-- start of TEXT --

Olly’s Woodland Learning

By October 14, 2019Award Winners

  

A teacher switched his indoor classroom to helping children safely explore the great outdoors. Olly White completed a mining degree before his teacher training but after 13 years in the profession he decided to change direction. He said: “I was teaching science in a secondary school in Bolton, was Head of Year, but I felt the profession was more about number crunching and less about the children, what I enjoyed about teaching was the pastoral side.”

Olly, 44, from Rawtenstall, decided to set up Olly’s Woodland Learning in 2014 and that led not only to a complete change in his working life but it resulted in him winning the Sole Trader trophy at the 2018 Rossendale Business Awards. Nominations for this year’s awards – the 10th that organisers Valley at Work have arranged – close on Wednesday October 23.

-- end of TEXT --
-- start of MATERIAL PROVIDED --

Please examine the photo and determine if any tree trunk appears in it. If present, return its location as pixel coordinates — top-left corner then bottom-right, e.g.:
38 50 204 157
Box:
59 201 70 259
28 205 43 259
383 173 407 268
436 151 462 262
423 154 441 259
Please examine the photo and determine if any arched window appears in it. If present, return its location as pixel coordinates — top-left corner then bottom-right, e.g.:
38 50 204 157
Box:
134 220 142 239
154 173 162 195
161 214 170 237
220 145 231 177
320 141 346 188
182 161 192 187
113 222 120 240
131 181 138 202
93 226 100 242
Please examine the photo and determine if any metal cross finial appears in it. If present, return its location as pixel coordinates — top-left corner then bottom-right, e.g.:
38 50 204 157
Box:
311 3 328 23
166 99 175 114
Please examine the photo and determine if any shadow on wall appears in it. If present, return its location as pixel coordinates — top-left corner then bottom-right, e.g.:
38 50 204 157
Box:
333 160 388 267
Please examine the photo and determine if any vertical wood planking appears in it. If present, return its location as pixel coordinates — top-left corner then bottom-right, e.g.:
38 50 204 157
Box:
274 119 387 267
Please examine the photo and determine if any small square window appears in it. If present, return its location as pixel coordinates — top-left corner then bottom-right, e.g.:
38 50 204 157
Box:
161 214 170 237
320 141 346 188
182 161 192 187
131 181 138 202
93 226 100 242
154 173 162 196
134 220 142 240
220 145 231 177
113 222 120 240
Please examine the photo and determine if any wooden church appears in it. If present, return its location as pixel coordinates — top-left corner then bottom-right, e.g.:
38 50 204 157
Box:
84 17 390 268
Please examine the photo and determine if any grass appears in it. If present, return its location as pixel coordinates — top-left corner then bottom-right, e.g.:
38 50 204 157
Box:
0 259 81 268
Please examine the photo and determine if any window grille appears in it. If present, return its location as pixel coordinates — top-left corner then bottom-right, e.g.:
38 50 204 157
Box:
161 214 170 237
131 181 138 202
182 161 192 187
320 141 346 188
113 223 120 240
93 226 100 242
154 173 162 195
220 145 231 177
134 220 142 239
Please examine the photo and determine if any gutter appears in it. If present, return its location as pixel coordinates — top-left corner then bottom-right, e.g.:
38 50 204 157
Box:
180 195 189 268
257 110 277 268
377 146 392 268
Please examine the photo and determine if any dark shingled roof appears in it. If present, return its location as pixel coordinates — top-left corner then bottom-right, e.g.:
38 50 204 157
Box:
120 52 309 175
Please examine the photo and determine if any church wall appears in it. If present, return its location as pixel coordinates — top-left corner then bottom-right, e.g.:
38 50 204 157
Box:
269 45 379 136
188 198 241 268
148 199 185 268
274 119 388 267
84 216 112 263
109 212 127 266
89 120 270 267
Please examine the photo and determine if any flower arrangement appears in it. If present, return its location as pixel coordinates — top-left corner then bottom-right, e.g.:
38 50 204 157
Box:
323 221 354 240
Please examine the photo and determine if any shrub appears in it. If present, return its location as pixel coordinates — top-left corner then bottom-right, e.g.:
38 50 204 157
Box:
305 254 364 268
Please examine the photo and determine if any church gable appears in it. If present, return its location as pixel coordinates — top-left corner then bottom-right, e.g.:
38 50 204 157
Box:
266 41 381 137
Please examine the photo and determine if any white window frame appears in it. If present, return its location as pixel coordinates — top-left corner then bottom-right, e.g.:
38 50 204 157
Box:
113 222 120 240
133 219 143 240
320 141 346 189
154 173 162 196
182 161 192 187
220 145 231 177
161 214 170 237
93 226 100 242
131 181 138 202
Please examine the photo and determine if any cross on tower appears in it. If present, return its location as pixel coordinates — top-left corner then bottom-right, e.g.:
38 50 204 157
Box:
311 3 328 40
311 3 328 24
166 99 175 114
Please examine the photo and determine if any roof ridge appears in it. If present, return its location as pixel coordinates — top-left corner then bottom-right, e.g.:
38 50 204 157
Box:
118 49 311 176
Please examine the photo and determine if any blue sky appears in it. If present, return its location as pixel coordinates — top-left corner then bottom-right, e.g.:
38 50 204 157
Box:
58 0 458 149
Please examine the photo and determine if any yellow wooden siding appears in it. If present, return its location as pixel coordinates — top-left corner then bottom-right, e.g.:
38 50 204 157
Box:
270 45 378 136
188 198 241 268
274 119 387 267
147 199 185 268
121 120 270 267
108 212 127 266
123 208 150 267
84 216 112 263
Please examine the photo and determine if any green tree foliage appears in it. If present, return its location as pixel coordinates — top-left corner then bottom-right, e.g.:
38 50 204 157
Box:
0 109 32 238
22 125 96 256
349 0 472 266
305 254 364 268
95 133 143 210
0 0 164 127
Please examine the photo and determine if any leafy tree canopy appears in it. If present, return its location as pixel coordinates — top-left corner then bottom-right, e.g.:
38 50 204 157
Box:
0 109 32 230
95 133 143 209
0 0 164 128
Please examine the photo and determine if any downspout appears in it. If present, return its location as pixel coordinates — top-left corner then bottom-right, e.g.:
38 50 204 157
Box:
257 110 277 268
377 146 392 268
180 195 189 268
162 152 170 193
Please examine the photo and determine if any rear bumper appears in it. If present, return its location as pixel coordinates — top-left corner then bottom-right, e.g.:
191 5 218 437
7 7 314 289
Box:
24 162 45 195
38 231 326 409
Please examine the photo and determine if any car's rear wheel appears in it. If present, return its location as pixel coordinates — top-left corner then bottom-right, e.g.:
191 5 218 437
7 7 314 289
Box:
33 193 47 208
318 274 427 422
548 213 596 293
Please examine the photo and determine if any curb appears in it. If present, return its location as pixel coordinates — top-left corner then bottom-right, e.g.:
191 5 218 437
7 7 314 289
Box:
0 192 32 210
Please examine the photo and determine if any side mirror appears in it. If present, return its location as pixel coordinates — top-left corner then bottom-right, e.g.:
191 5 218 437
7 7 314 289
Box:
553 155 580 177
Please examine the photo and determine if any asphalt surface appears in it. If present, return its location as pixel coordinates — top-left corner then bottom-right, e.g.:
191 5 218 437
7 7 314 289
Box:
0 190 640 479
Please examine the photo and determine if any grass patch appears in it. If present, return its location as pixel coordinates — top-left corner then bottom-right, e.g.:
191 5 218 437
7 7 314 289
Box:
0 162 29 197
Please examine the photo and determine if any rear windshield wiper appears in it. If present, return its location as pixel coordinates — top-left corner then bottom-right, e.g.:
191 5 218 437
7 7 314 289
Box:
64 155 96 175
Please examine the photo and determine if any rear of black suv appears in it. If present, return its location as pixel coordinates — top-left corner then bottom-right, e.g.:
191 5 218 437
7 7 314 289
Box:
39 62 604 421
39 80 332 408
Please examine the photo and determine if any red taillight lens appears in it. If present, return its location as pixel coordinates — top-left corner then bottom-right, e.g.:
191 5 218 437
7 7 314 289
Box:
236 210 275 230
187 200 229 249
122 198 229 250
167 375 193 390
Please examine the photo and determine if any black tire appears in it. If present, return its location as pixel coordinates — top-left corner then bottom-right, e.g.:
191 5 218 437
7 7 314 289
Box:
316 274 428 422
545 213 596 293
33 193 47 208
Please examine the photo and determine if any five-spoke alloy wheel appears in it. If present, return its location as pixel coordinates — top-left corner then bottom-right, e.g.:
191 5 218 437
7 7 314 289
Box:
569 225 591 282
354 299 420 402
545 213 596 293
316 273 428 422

-- end of MATERIAL PROVIDED --

**WORK TO DO**
[1] Retype the Olly's Woodland Learning article from "Olly, 44, from" up to and including "Wednesday October 23.".
[2] In the Olly's Woodland Learning article, which trophy did Olly White win at the 2018 Rossendale Business Awards?
[3] Proceed with the Olly's Woodland Learning article, writing on from its final sentence.
The items were drawn from a separate source.

**ANSWERS PROVIDED**
[1]
Olly, 44, from Rawtenstall, decided to set up Olly’s Woodland Learning in 2014 and that led not only to a complete change in his working life but it resulted in him winning the Sole Trader trophy at the 2018 Rossendale Business Awards. Nominations for this year’s awards – the 10th that organisers Valley at Work have arranged – close on Wednesday October 23.

[2] The Sole Trader trophy.

[3]
Olly said: “There is a big difference between outdoor learning and forest school. Forest School, when it is run properly, is child led. It doesn’t have a lesson plan or a clear objective apart from the development of the of the child as person.”

He trained in Birkenhead, Sheffield and the Peak District and now is employed mostly in Rossendale usually using school’s own facilities. If required, he uses areas around Ski Rossendale, Bowley Scout Camp and has even held a forest school session in back garden. As an Explorer Scout Leader for the last 10 years at Seat Naze, Olly is no stranger to the great outdoors and camping. That ethos of the uniformed movements has been transferred to his new role.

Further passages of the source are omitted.